**Task directions:**
Arrange the lines below as a Markdown table with the columns "Row" and "Line", numbering each row and omitting blank lines.

**Source material:**
::::

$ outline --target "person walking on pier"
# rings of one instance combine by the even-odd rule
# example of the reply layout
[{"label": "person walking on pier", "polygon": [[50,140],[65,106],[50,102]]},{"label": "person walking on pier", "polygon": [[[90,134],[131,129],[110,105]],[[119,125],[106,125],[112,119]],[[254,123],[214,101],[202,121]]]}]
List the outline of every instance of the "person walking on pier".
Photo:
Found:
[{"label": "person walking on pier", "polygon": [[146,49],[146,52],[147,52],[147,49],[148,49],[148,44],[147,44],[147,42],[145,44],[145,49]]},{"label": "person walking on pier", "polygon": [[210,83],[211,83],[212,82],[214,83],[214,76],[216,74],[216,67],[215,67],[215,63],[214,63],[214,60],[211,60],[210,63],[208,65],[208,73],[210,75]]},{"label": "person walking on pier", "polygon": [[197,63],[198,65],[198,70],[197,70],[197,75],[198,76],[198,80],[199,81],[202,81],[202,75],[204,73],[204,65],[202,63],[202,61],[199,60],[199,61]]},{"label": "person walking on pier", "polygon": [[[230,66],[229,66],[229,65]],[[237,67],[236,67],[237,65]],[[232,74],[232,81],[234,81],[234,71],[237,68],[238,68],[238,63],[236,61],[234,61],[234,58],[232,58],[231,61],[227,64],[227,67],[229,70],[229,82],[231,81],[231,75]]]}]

::::

**Output for this task:**
| Row | Line |
|---|---|
| 1 | $ outline --target "person walking on pier" |
| 2 | # rings of one instance combine by the even-odd rule |
| 3 | # example of the reply layout |
| 4 | [{"label": "person walking on pier", "polygon": [[50,140],[65,106],[50,102]]},{"label": "person walking on pier", "polygon": [[[90,134],[131,129],[110,105]],[[119,125],[106,125],[112,119]],[[254,123],[214,101],[202,121]]]}] |
| 5 | List the outline of every instance of the "person walking on pier". |
| 6 | Photo: |
| 7 | Found: |
| 8 | [{"label": "person walking on pier", "polygon": [[146,49],[146,52],[147,52],[147,49],[148,49],[148,44],[147,44],[147,42],[145,44],[145,49]]},{"label": "person walking on pier", "polygon": [[210,83],[211,83],[212,82],[214,83],[214,76],[216,74],[216,67],[215,67],[215,63],[214,63],[214,60],[211,60],[210,63],[208,65],[208,73],[210,75]]},{"label": "person walking on pier", "polygon": [[197,63],[198,65],[198,70],[197,70],[197,75],[198,76],[198,80],[199,81],[202,81],[202,75],[204,73],[204,65],[202,63],[202,61],[199,60],[199,61]]},{"label": "person walking on pier", "polygon": [[[230,66],[229,66],[229,65]],[[237,67],[236,67],[237,65]],[[232,74],[232,81],[234,81],[234,71],[237,68],[238,68],[238,63],[236,61],[234,61],[234,58],[232,58],[231,61],[227,64],[227,67],[229,70],[229,82],[231,81],[231,75]]]}] |